● Exercise
From the line containing "Put one point on every instance of the mountain" to the line containing "Put one point on every instance of the person's" in the entries below, reproduce every line exactly, ends included. Nothing else belongs in the copy, and no pictures.

Items from a data source
______

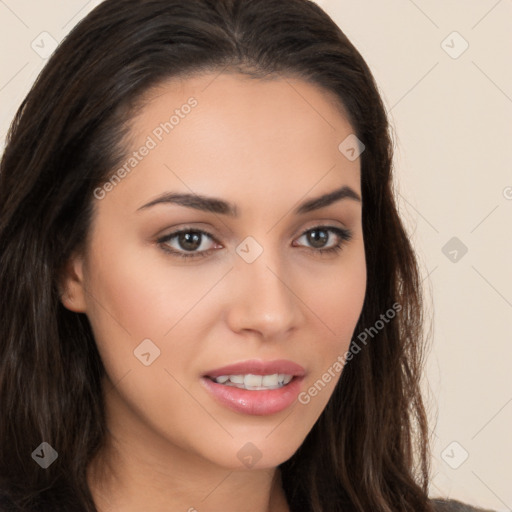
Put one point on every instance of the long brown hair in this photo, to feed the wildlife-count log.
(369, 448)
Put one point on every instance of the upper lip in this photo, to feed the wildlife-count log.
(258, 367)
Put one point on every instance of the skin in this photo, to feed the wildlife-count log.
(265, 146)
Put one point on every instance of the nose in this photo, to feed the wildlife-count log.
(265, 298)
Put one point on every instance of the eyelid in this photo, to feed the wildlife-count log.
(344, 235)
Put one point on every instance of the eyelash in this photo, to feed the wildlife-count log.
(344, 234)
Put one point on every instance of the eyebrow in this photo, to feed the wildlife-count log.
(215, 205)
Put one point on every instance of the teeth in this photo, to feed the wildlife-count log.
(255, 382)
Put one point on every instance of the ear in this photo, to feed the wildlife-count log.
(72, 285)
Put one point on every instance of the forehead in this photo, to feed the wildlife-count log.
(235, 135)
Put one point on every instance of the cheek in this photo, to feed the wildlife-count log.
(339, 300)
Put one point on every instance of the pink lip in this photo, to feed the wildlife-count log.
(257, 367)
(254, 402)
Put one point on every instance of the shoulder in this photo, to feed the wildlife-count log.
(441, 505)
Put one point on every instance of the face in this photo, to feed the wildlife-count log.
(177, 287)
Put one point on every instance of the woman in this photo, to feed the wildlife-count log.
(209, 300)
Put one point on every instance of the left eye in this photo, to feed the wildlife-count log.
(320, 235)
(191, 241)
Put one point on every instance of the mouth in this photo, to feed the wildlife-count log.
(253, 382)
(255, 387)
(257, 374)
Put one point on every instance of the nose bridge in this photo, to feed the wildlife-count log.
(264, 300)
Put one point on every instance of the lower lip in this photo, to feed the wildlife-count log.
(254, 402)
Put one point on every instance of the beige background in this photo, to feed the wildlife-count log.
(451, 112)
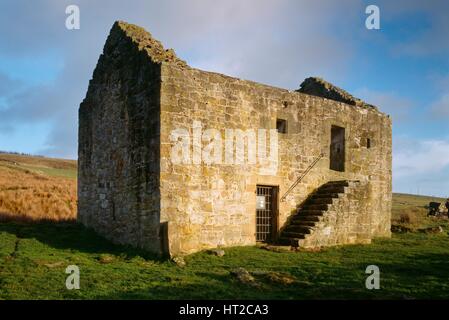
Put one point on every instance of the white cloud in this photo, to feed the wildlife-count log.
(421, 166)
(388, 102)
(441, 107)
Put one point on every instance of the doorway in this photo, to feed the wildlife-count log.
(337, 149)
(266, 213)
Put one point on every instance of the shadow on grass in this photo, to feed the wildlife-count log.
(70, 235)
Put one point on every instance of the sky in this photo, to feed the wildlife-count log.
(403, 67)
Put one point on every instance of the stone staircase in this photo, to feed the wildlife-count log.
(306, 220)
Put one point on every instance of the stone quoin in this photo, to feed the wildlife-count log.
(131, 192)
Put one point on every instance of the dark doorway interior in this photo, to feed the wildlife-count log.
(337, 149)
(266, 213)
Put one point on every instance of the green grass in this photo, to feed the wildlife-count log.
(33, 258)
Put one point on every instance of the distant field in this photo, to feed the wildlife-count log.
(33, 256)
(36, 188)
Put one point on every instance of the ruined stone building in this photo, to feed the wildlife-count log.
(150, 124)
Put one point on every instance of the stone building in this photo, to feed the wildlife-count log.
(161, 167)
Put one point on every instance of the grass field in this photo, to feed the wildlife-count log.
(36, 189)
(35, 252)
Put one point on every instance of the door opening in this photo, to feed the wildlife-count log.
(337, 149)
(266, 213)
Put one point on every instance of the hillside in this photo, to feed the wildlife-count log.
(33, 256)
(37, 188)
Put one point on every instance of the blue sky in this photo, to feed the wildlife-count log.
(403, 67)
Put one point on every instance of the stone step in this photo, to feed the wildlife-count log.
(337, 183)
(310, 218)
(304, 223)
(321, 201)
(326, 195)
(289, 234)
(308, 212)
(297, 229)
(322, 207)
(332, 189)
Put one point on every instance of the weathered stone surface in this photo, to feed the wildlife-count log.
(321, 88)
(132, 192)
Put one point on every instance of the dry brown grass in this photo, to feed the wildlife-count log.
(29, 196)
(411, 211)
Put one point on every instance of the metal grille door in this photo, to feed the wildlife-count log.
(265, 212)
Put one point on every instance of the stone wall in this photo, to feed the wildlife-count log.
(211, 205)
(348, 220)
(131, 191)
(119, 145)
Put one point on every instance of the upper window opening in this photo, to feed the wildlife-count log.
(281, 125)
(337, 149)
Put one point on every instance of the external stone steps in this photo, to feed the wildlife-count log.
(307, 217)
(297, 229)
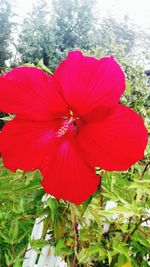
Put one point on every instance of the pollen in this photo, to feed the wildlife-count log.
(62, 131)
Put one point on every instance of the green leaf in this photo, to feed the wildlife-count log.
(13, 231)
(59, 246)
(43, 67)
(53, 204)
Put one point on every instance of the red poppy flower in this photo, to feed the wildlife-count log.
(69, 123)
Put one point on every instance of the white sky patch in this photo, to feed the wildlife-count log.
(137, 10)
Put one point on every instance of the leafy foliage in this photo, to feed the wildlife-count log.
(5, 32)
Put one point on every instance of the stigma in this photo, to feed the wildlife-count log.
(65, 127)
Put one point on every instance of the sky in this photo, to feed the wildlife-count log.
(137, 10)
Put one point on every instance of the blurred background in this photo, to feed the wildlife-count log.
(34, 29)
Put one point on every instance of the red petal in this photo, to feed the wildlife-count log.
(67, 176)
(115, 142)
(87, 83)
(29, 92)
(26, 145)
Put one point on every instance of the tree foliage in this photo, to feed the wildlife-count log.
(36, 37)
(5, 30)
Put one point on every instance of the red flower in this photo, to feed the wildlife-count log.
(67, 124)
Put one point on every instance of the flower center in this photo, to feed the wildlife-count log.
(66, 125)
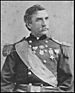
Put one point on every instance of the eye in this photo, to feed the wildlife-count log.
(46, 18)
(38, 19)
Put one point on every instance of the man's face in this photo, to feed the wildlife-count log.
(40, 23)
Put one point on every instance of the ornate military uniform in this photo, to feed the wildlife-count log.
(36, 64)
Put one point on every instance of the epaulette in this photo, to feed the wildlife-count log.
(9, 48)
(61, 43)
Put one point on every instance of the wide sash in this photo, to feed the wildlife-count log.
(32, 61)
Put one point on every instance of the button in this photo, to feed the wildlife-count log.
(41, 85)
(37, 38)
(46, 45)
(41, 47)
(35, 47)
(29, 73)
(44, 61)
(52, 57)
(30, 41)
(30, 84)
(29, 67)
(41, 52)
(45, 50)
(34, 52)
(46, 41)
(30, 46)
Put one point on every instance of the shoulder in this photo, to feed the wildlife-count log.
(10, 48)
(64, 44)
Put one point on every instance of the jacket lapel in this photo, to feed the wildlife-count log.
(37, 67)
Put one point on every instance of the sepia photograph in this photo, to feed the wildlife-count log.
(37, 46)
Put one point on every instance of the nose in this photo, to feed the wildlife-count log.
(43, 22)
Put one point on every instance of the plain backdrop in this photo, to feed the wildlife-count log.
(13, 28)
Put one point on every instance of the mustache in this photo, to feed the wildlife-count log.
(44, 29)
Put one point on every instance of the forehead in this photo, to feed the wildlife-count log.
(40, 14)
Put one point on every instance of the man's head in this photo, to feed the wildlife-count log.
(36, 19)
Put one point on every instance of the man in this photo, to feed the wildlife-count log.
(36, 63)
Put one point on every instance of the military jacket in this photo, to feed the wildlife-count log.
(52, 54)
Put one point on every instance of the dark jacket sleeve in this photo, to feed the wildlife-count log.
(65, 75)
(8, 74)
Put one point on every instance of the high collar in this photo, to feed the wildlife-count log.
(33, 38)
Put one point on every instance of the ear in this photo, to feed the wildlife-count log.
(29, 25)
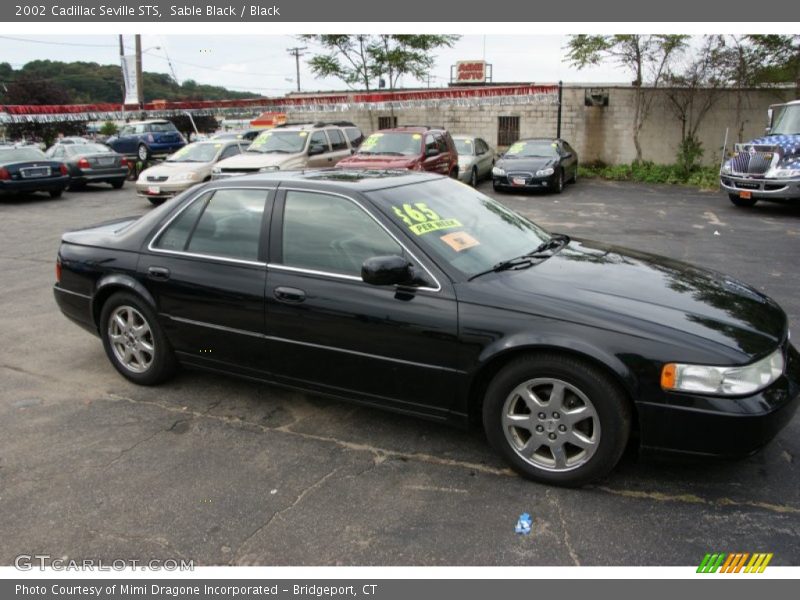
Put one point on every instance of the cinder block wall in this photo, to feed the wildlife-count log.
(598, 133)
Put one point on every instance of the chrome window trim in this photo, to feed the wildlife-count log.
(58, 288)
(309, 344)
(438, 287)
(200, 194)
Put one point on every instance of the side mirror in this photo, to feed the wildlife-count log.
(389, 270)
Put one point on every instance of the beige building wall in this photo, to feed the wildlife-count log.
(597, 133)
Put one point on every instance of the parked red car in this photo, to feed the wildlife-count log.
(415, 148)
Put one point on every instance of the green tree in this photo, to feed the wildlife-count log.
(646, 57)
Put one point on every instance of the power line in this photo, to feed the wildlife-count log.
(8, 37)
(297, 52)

______

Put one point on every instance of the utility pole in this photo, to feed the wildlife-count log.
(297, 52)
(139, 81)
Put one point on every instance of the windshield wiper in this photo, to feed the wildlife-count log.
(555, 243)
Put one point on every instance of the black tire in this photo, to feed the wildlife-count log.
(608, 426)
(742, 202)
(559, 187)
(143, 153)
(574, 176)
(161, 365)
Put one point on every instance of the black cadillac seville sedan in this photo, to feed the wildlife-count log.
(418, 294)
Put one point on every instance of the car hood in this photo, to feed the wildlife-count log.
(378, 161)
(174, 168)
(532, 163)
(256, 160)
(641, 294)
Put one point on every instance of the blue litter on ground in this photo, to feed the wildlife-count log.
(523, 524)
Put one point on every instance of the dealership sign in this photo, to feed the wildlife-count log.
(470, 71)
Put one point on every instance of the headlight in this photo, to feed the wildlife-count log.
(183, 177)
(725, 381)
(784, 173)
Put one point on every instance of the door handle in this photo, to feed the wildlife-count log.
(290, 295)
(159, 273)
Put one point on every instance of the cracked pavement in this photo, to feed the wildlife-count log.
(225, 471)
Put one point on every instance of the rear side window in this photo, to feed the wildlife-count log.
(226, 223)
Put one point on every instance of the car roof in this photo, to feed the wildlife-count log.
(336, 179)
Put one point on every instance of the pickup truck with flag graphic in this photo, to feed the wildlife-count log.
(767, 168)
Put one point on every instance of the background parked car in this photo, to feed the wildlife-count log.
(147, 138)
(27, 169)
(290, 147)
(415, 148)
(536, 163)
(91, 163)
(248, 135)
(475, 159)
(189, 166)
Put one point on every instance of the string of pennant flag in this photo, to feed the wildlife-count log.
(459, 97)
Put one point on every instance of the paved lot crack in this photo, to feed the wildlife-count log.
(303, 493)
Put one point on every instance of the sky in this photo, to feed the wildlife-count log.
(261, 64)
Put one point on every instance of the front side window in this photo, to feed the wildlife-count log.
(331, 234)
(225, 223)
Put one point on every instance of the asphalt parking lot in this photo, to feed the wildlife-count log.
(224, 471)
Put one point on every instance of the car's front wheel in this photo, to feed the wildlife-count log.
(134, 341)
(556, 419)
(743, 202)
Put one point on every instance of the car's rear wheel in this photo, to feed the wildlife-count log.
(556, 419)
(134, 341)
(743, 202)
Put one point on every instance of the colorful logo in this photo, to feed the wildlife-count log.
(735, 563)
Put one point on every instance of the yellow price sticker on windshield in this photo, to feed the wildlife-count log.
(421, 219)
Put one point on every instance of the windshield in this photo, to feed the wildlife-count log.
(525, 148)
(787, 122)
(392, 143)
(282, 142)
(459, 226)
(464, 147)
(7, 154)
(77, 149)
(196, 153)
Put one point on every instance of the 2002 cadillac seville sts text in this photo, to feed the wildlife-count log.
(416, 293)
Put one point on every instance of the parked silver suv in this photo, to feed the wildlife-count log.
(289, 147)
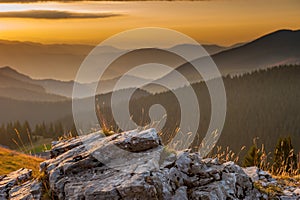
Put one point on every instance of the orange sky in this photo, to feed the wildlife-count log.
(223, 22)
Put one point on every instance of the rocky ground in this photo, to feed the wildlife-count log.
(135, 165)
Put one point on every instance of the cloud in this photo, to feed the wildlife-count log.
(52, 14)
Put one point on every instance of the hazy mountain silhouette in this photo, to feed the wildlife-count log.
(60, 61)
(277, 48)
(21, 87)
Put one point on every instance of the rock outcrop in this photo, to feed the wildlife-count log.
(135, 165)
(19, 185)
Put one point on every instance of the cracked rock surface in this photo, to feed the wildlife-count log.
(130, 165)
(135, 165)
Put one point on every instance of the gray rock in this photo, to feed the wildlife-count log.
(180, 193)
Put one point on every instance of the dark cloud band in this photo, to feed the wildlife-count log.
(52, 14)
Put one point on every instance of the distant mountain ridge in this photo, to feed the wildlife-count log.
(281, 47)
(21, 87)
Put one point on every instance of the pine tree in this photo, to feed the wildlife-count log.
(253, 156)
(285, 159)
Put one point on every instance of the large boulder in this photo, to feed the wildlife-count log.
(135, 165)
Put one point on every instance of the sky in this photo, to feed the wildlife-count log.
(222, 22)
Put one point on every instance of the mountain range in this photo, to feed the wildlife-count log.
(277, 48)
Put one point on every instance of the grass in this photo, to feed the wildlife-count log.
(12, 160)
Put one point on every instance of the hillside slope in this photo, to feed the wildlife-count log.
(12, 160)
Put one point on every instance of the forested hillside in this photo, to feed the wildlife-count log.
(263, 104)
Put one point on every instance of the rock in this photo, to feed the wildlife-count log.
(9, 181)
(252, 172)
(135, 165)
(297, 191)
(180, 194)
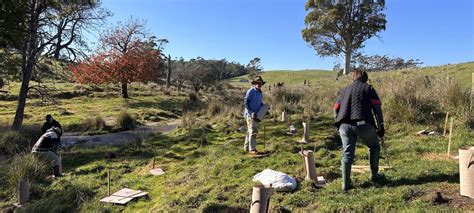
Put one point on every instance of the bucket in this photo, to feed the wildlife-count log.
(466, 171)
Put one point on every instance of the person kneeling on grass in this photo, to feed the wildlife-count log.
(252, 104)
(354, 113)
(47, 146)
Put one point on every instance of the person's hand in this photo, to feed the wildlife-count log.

______

● Expected answer
Put one point on every instance of the mountain range in this photo, to feed the wildlife-count log.
(277, 48)
Put one point on every instance of the grass in this photo, to feed the wildlife-count log.
(12, 160)
Put one point on every instance of the hillside slope in this photo, to feed the wildlife-count log.
(12, 160)
Put one point on every instance of the forested hillside in this photo, to feed the wildlife-count log.
(263, 104)
Put one point on every instance of the rock in this photo, to feed the wildlife-count log.
(9, 181)
(252, 172)
(135, 165)
(297, 191)
(180, 194)
Put one point on every instance of the bucket in this photo, to feed the wildlife-count log.
(466, 171)
Put one point on every instance of the person kneeling on grass in this photo, to feed the wildlife-count log.
(252, 104)
(354, 113)
(47, 146)
Put one point on every instance of the person's hand in this photo, to feed the wildlife-count log.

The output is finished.